**The exercise:**
Reproduce the whole listing, character for character.

───

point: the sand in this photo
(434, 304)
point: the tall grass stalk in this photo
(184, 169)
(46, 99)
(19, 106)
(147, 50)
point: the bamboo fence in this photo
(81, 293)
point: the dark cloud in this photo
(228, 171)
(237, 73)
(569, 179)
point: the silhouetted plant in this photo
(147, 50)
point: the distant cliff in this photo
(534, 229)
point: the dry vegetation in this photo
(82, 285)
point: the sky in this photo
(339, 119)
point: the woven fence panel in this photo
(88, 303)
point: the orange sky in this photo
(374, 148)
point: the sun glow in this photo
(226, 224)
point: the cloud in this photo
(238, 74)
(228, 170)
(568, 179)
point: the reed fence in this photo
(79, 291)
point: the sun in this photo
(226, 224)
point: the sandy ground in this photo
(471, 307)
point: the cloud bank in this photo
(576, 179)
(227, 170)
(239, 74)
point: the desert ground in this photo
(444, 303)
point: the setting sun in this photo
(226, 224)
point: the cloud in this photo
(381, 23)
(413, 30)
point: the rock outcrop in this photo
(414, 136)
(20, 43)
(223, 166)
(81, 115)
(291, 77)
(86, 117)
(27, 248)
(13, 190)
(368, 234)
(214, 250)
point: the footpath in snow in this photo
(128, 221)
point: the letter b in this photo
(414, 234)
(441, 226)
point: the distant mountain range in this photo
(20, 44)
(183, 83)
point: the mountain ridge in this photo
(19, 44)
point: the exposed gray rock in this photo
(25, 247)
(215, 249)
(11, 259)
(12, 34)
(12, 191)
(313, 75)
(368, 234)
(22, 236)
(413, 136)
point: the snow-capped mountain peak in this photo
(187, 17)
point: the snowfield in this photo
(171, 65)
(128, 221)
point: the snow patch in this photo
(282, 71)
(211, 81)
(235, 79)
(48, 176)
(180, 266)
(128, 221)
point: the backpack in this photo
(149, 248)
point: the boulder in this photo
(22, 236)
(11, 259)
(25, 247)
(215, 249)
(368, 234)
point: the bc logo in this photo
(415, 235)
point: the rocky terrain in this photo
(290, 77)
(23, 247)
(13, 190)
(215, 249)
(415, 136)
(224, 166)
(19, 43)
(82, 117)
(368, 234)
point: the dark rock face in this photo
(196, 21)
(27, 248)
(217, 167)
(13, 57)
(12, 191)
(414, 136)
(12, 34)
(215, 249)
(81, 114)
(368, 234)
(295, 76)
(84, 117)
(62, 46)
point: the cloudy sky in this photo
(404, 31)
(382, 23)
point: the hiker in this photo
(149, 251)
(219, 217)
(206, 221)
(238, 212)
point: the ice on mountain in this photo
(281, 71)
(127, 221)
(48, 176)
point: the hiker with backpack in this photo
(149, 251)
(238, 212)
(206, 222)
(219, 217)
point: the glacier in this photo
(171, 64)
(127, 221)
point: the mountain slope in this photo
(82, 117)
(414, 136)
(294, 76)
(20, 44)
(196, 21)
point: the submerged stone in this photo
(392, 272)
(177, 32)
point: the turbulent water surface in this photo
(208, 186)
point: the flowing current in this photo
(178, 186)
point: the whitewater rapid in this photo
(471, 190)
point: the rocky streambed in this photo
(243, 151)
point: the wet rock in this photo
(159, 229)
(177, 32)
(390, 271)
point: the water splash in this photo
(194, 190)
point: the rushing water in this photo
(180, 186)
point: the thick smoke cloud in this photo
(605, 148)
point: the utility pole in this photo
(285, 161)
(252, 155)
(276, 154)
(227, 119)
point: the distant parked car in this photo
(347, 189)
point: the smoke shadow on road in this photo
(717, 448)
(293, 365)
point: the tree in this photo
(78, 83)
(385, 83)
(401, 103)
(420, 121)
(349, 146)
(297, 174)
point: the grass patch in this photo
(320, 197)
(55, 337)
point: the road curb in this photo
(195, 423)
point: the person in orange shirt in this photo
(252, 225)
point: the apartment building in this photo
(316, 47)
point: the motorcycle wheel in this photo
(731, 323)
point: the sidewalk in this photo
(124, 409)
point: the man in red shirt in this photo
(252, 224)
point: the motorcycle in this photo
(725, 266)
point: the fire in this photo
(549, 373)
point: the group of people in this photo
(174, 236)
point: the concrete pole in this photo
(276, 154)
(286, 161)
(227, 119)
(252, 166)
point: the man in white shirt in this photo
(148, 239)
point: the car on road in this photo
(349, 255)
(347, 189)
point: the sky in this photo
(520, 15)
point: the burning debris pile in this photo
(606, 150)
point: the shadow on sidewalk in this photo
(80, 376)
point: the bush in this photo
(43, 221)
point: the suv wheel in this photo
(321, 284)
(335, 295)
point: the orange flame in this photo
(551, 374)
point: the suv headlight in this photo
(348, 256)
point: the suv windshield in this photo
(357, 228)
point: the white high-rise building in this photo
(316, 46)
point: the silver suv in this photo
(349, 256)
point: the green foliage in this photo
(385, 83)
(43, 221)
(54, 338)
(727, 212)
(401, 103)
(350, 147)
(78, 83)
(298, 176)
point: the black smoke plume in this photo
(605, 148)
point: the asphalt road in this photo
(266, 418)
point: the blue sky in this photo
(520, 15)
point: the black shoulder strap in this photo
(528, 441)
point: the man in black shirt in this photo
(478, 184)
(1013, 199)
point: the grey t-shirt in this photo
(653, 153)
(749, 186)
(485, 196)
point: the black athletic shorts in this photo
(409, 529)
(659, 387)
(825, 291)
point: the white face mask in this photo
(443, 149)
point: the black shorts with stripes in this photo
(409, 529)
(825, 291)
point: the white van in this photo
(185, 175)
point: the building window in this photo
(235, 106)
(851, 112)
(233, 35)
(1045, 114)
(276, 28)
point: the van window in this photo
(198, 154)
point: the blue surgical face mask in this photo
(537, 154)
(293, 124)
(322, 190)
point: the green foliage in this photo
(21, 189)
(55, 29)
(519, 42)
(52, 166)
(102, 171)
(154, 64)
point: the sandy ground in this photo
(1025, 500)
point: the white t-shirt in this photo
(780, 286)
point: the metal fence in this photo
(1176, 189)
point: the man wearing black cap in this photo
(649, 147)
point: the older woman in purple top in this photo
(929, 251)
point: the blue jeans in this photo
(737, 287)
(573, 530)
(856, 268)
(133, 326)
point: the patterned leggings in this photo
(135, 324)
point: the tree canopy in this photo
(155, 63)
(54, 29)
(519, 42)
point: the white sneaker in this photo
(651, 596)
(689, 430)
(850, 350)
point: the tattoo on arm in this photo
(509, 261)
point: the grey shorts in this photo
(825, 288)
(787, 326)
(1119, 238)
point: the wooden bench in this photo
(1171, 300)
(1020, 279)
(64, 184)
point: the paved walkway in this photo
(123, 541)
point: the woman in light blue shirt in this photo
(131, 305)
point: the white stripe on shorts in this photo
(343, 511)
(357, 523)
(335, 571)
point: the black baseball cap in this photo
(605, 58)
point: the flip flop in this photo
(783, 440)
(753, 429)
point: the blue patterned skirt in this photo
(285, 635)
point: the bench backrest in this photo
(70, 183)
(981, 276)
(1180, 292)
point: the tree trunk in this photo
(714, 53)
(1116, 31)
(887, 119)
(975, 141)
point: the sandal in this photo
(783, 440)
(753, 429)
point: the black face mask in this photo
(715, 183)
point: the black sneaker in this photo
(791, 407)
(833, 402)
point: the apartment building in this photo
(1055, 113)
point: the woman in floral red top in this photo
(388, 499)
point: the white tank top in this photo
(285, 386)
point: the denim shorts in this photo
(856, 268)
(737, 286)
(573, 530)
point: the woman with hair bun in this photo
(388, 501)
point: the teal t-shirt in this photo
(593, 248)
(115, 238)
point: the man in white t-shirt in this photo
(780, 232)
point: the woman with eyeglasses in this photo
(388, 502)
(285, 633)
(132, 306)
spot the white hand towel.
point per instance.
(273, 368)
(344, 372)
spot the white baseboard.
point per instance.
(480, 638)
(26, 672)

───

**Response:**
point: the sand in this photo
(434, 304)
point: the tall grass stalk in this photo
(184, 169)
(46, 99)
(19, 106)
(147, 50)
point: the bamboo fence in this photo
(81, 293)
point: the dark cloud in this photo
(228, 171)
(237, 73)
(569, 179)
point: the silhouetted plant in this photo
(147, 50)
point: the distant cliff in this photo
(534, 229)
point: the dry vegetation in this photo
(82, 285)
point: the sky in this photo
(339, 119)
point: the woven fence panel in this photo
(88, 303)
point: the orange sky in this photo
(374, 148)
point: the sun glow in this photo
(226, 224)
point: the cloud in this photo
(238, 74)
(228, 170)
(568, 179)
point: the reed fence in this photo
(79, 291)
point: the sun in this photo
(226, 224)
point: the sandy ground in this photo
(471, 307)
point: the cloud bank in this photo
(576, 179)
(227, 170)
(239, 74)
point: the desert ground in this photo
(444, 303)
point: the setting sun in this photo
(226, 224)
point: the cloud in this photo
(381, 23)
(413, 30)
point: the rock outcrop in this photo
(414, 136)
(20, 43)
(223, 166)
(81, 115)
(291, 77)
(86, 117)
(27, 248)
(13, 190)
(368, 234)
(214, 250)
point: the footpath in snow in this photo
(128, 221)
point: the letter b in this photo
(414, 234)
(441, 226)
point: the distant mountain range in this photo
(20, 44)
(183, 83)
point: the mountain ridge in this photo
(19, 44)
point: the exposed gray rock in this photo
(25, 247)
(215, 249)
(11, 259)
(12, 34)
(12, 191)
(313, 75)
(368, 234)
(22, 236)
(413, 136)
point: the snow-capped mountain peak in this photo
(187, 17)
point: the snowfield in this photo
(171, 65)
(128, 221)
point: the snow patch in this photo
(282, 71)
(211, 81)
(235, 79)
(48, 176)
(180, 266)
(128, 221)
point: the backpack in this photo
(149, 248)
point: the boulder in this photo
(22, 236)
(11, 259)
(25, 247)
(215, 249)
(368, 234)
point: the bc logo in this photo
(415, 235)
point: the rocky terrain in this photo
(290, 77)
(23, 247)
(13, 190)
(215, 249)
(415, 136)
(224, 166)
(19, 43)
(82, 117)
(368, 234)
point: the dark rock face in this photo
(196, 21)
(27, 248)
(217, 167)
(13, 57)
(12, 191)
(414, 136)
(12, 34)
(215, 249)
(81, 114)
(368, 234)
(295, 76)
(84, 117)
(62, 46)
point: the cloudy sky in this photo
(404, 31)
(382, 23)
point: the hiker in this photo
(149, 251)
(219, 217)
(206, 221)
(238, 212)
point: the ice on mountain in this photo
(281, 71)
(127, 221)
(48, 176)
point: the hiker with backpack in this photo
(149, 251)
(238, 212)
(206, 222)
(219, 217)
point: the glacier in this photo
(171, 64)
(127, 221)
point: the mountain slope in this photo
(82, 117)
(414, 136)
(294, 76)
(20, 44)
(196, 21)
point: the submerged stone in this photo
(392, 272)
(177, 32)
point: the turbulent water surface in this photo
(208, 186)
point: the flowing current in this photo
(178, 186)
point: the whitewater rapid in this photo
(471, 190)
point: the rocky streambed in this photo
(243, 151)
point: the wet rock in this photo
(159, 229)
(177, 32)
(390, 271)
point: the water splash in this photo
(194, 190)
point: the rushing water in this photo
(180, 186)
point: the thick smoke cloud in this photo
(605, 148)
point: the utility pole in this photo
(285, 161)
(252, 155)
(276, 154)
(227, 119)
point: the distant parked car in this photo
(347, 189)
point: the smoke shadow on road in this photo
(717, 448)
(293, 365)
point: the tree in this photo
(78, 83)
(385, 83)
(401, 103)
(420, 121)
(349, 146)
(297, 174)
point: the grass patch in this photo
(320, 197)
(55, 337)
point: the road curb in this photo
(195, 423)
point: the person in orange shirt in this photo
(252, 225)
point: the apartment building in this photo
(316, 47)
point: the motorcycle wheel in this photo
(731, 323)
point: the sidewalk in this photo
(124, 409)
point: the man in red shirt in this photo
(252, 224)
point: the motorcycle in this photo
(725, 266)
point: the fire in this photo
(549, 373)
point: the group of people in this photo
(174, 236)
point: the concrete pole in this photo
(276, 154)
(286, 161)
(227, 119)
(252, 166)
point: the man in white shirt in this photo
(148, 239)
point: the car on road in this photo
(349, 255)
(347, 189)
point: the sky in this photo
(520, 15)
point: the burning debris pile in this photo
(606, 150)
point: the shadow on sidewalk in this photo
(80, 376)
point: the bush in this photo
(43, 221)
point: the suv wheel in this photo
(321, 284)
(335, 295)
point: the orange flame in this photo
(551, 374)
point: the suv headlight in this photo
(348, 256)
point: the suv windshield in this photo
(357, 228)
point: the white high-rise building in this photo
(316, 46)
point: the silver suv in this photo
(349, 256)
point: the green foliage in this photo
(385, 83)
(43, 221)
(54, 338)
(727, 212)
(401, 103)
(350, 147)
(78, 83)
(298, 176)
point: the black smoke plume in this photo
(605, 148)
point: the asphalt road in this photo
(266, 418)
point: the blue sky in this photo
(520, 15)
point: the black shoulder strap in this photo
(528, 441)
point: the man in black shirt in this photo
(478, 184)
(1013, 199)
point: the grey t-shirt in this photo
(653, 153)
(749, 186)
(485, 196)
point: the black athletic shorts in this photo
(409, 529)
(659, 387)
(825, 291)
point: the white face mask in this photo
(443, 149)
point: the black shorts with stripes in this photo
(409, 529)
(825, 291)
point: the white van in this photo
(185, 175)
point: the building window in this photo
(235, 106)
(851, 112)
(233, 35)
(1045, 114)
(276, 28)
point: the van window in this photo
(198, 154)
point: the blue surgical face mask in this photo
(537, 154)
(293, 124)
(322, 190)
point: the green foliage in this photo
(21, 189)
(55, 29)
(519, 42)
(52, 166)
(102, 171)
(154, 64)
point: the sandy ground in this photo
(1025, 500)
point: the white t-shirt in this photo
(780, 286)
point: the metal fence in this photo
(1176, 189)
point: the man wearing black cap in this photo
(649, 147)
point: the older woman in purple top in this photo
(929, 251)
point: the blue jeans in this photo
(737, 287)
(573, 530)
(856, 268)
(133, 326)
point: the patterned leggings in this photo
(135, 324)
point: the tree canopy in this photo
(155, 63)
(54, 29)
(519, 42)
point: the white sneaker in this photo
(651, 596)
(689, 430)
(850, 350)
point: the tattoo on arm in this photo
(509, 261)
point: the grey shorts in this photo
(825, 288)
(787, 326)
(1119, 238)
point: the wooden bench in this photo
(1171, 300)
(1020, 279)
(64, 184)
point: the paved walkway in this photo
(123, 541)
point: the woman in light blue shirt in this photo
(131, 305)
point: the white stripe on shorts in this photo
(343, 511)
(357, 523)
(335, 571)
point: the black baseball cap in this photo
(605, 58)
point: the flip flop in this photo
(783, 440)
(753, 429)
point: the blue patterned skirt in this photo
(285, 635)
point: the bench backrest in this photo
(70, 183)
(981, 276)
(1180, 292)
point: the tree trunk in this photo
(714, 53)
(1116, 31)
(887, 119)
(975, 141)
point: the sandal in this photo
(783, 440)
(753, 429)
point: the black face mask in this photo
(715, 183)
point: the black sneaker in this photo
(791, 407)
(833, 402)
point: the apartment building in this photo
(1055, 113)
point: the woman in floral red top in this photo
(388, 499)
point: the white tank top in this photo
(285, 386)
point: the denim shorts in this photo
(856, 268)
(737, 286)
(573, 530)
point: the woman with hair bun in this photo
(388, 501)
point: the teal t-shirt in this photo
(593, 248)
(115, 238)
point: the man in white t-shirt in this photo
(780, 232)
point: the woman with eyeglasses in this photo
(388, 502)
(285, 633)
(132, 306)
spot the white hand towel.
point per instance.
(273, 368)
(344, 372)
spot the white baseboard.
point per instance.
(480, 638)
(26, 672)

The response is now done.